Given instruction. Retype the entries below word for word, starting at the line containing "Question. The picture above shows the skier in blue" and continuing through the last line of the entries.

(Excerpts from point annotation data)
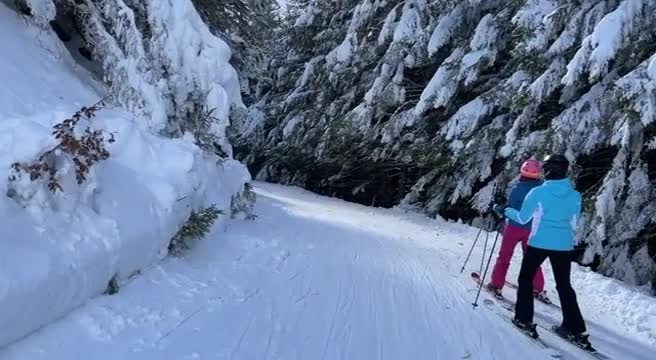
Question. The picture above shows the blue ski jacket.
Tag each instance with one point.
(554, 208)
(517, 195)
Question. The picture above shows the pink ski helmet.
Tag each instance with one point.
(531, 169)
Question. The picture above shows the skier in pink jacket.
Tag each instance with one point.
(515, 233)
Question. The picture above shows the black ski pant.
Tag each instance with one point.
(562, 266)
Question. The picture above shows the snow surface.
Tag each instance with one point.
(57, 251)
(318, 278)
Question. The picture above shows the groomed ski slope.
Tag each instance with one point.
(318, 278)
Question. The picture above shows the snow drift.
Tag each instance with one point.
(60, 249)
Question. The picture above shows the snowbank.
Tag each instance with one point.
(60, 250)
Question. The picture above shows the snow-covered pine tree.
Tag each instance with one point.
(248, 27)
(434, 104)
(160, 59)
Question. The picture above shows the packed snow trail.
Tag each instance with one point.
(318, 278)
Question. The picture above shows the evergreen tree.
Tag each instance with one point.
(434, 104)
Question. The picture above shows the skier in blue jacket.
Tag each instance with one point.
(553, 209)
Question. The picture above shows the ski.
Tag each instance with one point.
(588, 349)
(508, 305)
(476, 276)
(552, 351)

Solved problem.
Question. The picture above shows the skier in blue jacket.
Tag each instance with one point.
(553, 209)
Question. The picture above shows the ski.
Tag each instance with one point.
(588, 349)
(508, 305)
(476, 276)
(552, 351)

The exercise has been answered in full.